• **Task requirements**: Copy the entries below word for word, starting at the very beginning and stopping after the line that contains "M 241 41 L 229", with that line included.

═══ Stored records

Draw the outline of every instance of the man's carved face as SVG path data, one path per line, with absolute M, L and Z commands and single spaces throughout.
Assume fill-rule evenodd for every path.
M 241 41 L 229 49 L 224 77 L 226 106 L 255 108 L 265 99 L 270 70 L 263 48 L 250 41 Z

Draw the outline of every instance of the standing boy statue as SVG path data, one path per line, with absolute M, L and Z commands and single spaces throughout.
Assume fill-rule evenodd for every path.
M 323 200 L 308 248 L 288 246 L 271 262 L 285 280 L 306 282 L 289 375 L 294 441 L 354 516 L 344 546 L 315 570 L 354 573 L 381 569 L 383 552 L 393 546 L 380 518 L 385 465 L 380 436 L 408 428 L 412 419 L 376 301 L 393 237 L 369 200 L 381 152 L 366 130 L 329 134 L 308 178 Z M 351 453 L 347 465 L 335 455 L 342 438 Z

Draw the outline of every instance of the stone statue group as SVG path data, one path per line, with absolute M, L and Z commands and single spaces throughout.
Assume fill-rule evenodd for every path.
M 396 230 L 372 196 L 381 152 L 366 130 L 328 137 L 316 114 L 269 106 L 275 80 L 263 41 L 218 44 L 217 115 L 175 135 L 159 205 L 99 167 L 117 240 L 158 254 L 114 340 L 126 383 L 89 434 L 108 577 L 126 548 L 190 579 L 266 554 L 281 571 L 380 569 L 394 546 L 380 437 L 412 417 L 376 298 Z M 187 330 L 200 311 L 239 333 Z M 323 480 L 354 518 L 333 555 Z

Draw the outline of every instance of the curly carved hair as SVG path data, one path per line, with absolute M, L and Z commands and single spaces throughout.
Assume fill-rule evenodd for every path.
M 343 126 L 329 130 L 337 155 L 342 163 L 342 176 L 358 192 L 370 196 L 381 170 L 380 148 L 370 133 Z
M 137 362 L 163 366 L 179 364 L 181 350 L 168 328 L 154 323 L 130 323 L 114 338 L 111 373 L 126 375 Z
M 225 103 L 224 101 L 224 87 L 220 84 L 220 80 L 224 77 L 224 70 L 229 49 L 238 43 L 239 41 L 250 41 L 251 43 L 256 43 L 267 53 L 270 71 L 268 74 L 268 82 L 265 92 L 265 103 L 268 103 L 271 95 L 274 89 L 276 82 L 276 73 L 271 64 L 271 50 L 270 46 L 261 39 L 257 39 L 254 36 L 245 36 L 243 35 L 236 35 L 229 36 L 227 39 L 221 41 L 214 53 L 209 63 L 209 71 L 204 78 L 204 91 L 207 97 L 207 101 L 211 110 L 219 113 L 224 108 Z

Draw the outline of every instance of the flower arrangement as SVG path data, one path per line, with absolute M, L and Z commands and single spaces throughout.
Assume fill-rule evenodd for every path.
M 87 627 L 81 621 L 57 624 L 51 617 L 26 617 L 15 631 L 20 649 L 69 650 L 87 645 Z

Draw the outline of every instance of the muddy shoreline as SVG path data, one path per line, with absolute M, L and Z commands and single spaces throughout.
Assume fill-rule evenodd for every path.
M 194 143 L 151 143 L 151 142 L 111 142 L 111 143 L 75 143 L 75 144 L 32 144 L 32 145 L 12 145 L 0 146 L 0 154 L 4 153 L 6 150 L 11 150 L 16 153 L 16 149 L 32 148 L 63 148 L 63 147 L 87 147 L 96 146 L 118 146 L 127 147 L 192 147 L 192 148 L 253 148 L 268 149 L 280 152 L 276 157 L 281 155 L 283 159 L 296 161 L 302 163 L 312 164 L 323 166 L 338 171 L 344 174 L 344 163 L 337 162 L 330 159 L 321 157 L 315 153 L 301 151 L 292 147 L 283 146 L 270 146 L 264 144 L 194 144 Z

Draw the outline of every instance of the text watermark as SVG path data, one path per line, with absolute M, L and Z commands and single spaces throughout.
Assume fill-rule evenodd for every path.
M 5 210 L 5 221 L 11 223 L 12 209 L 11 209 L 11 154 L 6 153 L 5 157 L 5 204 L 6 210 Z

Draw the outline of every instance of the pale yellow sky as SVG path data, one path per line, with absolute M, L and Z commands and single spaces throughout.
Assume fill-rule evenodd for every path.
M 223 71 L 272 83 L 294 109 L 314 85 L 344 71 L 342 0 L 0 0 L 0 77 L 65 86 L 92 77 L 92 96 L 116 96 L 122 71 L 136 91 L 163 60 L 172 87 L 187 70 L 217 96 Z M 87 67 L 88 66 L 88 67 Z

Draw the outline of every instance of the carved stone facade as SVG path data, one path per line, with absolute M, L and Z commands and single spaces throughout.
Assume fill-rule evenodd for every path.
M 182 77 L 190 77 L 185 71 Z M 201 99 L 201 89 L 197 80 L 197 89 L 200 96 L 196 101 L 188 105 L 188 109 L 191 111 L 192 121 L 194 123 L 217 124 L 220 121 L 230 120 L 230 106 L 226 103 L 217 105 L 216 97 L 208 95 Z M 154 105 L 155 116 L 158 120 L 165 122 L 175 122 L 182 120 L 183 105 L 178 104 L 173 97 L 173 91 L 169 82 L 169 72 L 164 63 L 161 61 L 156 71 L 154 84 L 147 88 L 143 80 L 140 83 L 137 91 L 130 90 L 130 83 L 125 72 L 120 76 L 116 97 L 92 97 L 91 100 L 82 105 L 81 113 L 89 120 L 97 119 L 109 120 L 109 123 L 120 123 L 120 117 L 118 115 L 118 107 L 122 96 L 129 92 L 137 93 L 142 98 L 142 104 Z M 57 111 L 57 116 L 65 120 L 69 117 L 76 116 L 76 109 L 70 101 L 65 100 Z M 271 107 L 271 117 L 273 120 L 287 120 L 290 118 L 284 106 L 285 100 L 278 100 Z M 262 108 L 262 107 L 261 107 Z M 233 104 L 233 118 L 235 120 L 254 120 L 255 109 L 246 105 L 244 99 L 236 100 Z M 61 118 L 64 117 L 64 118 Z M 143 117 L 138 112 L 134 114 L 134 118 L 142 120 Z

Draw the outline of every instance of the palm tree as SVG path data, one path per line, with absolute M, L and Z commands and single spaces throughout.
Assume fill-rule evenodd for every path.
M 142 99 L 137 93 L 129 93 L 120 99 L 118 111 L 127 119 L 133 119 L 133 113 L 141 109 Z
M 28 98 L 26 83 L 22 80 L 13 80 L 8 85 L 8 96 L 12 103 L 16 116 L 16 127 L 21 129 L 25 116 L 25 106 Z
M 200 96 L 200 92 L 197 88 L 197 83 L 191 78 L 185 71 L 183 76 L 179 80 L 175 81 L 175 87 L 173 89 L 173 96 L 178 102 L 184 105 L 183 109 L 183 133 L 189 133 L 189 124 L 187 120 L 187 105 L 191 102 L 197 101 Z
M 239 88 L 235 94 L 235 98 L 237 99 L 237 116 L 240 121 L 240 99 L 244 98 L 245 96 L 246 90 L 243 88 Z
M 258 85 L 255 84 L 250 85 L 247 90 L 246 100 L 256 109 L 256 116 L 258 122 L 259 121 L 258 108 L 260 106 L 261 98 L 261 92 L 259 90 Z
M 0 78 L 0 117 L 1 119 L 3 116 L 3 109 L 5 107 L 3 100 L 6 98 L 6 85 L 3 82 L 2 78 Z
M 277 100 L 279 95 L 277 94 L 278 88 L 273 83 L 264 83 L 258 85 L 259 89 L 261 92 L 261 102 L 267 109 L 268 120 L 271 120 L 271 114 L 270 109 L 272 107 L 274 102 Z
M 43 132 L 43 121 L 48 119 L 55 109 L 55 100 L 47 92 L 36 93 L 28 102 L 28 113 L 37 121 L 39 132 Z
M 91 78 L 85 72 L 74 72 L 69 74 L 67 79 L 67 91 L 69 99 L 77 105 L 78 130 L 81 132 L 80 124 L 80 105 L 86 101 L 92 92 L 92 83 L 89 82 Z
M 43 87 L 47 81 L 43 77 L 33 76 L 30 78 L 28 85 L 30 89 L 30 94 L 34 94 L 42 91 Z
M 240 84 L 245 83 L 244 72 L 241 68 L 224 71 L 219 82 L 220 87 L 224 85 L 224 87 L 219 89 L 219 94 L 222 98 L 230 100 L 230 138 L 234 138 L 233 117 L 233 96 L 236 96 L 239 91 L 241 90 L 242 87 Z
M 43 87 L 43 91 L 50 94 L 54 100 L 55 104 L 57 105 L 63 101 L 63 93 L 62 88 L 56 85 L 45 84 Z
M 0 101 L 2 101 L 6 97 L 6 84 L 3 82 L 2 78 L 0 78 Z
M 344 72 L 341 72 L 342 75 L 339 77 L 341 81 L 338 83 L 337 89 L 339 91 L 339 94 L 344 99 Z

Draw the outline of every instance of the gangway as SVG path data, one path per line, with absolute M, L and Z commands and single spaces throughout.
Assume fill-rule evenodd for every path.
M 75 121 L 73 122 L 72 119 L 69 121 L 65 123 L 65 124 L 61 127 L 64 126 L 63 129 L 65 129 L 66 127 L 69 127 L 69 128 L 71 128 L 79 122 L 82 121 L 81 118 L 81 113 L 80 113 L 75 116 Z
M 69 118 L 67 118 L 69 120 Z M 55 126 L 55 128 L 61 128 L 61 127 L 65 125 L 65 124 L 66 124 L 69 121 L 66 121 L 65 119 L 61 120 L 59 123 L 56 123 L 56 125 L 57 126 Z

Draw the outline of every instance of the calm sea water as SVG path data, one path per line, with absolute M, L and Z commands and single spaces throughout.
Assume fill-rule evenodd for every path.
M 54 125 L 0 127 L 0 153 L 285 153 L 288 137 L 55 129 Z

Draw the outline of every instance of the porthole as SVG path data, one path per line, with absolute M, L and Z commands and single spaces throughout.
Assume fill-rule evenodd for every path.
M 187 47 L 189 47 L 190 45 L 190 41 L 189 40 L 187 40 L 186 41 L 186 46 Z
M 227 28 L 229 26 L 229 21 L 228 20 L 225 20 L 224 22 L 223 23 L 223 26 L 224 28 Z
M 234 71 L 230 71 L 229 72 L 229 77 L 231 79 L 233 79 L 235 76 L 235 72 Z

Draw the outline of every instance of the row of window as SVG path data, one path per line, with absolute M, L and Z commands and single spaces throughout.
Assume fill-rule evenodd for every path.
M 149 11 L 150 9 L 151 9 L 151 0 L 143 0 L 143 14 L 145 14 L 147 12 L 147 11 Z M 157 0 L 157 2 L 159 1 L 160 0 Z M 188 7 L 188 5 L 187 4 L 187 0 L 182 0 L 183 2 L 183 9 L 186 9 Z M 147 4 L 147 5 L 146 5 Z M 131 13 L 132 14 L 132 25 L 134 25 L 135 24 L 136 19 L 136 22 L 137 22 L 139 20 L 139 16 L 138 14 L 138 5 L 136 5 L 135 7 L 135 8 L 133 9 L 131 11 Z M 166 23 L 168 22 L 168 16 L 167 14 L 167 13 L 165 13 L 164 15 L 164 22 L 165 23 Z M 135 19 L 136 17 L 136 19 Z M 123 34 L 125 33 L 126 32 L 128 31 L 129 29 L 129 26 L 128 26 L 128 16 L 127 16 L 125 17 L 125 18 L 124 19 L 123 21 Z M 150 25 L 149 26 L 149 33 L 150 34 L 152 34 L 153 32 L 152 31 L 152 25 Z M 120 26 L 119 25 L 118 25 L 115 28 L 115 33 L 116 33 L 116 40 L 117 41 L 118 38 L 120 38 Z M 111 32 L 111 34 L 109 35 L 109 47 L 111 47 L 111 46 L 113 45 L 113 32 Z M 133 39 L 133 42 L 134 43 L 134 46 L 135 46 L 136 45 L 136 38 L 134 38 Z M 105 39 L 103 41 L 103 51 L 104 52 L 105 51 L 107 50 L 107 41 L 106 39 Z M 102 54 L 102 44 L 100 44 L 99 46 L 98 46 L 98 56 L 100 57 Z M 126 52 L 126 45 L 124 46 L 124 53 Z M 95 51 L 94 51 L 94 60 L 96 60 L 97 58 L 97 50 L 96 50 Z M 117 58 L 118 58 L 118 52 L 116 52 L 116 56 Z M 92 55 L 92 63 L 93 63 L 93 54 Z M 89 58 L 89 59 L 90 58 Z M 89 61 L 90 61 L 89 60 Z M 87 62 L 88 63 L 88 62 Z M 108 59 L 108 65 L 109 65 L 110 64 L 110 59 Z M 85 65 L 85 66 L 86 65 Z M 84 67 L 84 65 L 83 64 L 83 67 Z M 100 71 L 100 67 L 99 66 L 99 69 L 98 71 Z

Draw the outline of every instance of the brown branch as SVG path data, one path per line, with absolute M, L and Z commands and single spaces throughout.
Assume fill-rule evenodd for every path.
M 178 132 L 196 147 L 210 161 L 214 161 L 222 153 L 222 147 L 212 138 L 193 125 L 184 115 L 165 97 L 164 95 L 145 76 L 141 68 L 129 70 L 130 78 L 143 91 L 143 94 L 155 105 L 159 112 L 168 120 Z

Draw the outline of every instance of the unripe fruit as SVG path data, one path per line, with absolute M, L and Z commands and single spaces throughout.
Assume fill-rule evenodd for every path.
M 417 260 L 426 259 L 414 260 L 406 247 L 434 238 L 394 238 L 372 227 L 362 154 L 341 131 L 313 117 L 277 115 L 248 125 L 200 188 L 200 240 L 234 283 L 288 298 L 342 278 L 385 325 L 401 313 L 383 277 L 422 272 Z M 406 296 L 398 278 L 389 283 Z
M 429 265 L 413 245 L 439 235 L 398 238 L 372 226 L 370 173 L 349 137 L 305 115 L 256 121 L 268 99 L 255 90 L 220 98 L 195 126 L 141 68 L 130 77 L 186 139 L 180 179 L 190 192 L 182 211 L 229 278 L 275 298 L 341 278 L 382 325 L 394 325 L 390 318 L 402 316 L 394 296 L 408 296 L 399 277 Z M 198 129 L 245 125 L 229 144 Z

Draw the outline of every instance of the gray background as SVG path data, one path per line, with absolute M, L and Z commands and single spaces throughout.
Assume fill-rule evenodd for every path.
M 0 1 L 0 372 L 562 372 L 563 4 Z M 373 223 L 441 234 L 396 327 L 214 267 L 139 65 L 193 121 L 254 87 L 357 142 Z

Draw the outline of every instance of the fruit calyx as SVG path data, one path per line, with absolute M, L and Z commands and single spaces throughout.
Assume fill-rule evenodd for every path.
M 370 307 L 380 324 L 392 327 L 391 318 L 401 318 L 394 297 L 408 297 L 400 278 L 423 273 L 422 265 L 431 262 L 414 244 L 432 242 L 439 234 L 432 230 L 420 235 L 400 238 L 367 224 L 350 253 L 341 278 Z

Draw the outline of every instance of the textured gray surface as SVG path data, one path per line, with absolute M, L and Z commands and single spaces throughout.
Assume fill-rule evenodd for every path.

══════

• **Complete answer**:
Draw the outline of every instance of the man's carved face as SVG path data, one path per line, with absolute M, L and Z commands and single spaces throughout.
Assume fill-rule evenodd for every path.
M 241 41 L 229 49 L 224 77 L 226 106 L 255 108 L 265 99 L 270 70 L 263 48 L 250 41 Z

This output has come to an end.